## STATED EXERCISE
Exactly reproduce the line containing "Put a single dot on each instance of the golden dog's" together with every line after it, through the end of the entries, and give nothing more.

[Dataset records about object locations]
+ + + + + + +

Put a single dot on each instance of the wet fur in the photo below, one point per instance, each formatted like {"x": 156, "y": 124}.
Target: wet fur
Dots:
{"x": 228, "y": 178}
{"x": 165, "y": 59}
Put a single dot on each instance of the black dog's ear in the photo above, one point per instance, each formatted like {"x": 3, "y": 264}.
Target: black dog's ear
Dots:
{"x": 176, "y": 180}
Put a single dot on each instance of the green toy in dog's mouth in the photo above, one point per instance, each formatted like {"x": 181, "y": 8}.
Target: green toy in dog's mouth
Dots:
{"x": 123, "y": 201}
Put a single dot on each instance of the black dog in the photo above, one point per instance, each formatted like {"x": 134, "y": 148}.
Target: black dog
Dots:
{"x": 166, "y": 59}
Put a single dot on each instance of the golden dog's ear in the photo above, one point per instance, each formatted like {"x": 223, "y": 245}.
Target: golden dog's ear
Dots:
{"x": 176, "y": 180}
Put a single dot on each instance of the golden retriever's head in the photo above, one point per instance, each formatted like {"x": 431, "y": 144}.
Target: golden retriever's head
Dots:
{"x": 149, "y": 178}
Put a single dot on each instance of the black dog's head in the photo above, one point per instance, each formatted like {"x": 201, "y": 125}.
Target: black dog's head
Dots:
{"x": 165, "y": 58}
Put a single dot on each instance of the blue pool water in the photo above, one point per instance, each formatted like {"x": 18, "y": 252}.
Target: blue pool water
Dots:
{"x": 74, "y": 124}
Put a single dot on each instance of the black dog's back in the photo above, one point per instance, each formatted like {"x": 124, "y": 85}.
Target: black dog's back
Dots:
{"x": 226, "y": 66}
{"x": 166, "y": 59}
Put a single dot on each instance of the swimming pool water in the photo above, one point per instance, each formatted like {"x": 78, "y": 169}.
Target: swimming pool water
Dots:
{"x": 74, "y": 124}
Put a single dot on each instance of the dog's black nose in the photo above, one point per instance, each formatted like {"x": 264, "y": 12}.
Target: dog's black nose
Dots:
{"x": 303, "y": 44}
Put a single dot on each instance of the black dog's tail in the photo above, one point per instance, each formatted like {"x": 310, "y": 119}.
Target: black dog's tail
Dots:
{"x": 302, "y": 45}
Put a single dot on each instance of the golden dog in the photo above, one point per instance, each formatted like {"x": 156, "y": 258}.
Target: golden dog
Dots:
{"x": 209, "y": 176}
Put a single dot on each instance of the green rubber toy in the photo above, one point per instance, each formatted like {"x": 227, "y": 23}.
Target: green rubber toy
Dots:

+ + + + + + +

## COMPLETE ANSWER
Put a single dot on each instance of the golden dog's ear in the photo above, one point per instance, each formatted like {"x": 223, "y": 245}.
Target: golden dog's ear
Dots:
{"x": 176, "y": 180}
Put a single dot on each instance of the golden retriever's head in the photo above, one point per instance, each formatted like {"x": 431, "y": 144}.
Target: golden retriever's head
Dots:
{"x": 149, "y": 178}
Put a single dot on each instance of the black dog's head in the photo above, one point per instance, each formatted like {"x": 201, "y": 125}.
Target: black dog's head
Dots:
{"x": 165, "y": 58}
Put a single dot on each instance of the blue pool water in the photo above, one point per instance, each formatted like {"x": 18, "y": 252}.
Target: blue pool water
Dots:
{"x": 74, "y": 124}
Put a single dot on each instance of the black dog's back in the photo above, one point per instance, each formatted like {"x": 124, "y": 85}.
Target: black dog's back
Dots:
{"x": 226, "y": 66}
{"x": 166, "y": 59}
Put a single dot on each instance of the swimming pool water in the photo above, one point per instance, each formatted like {"x": 78, "y": 169}.
Target: swimming pool water
Dots:
{"x": 74, "y": 124}
Put a single dot on each instance of the dog's black nose in the photo above, one point per instance, each formatted like {"x": 264, "y": 12}.
Target: dog's black nose
Dots:
{"x": 303, "y": 44}
Put a single dot on each instance of the black dog's tail in the photo above, one point per instance, each formatted like {"x": 310, "y": 119}.
Target: black dog's tail
Dots:
{"x": 302, "y": 45}
Put a single dot on each instance of the golden dog in the photo above, one point per instance, each formatted like {"x": 156, "y": 258}.
Target: golden dog
Dots:
{"x": 209, "y": 176}
Put a single dot on each instance of the green rubber toy in the photo above, one point per instance, each formatted like {"x": 227, "y": 23}.
Target: green rubber toy
Dots:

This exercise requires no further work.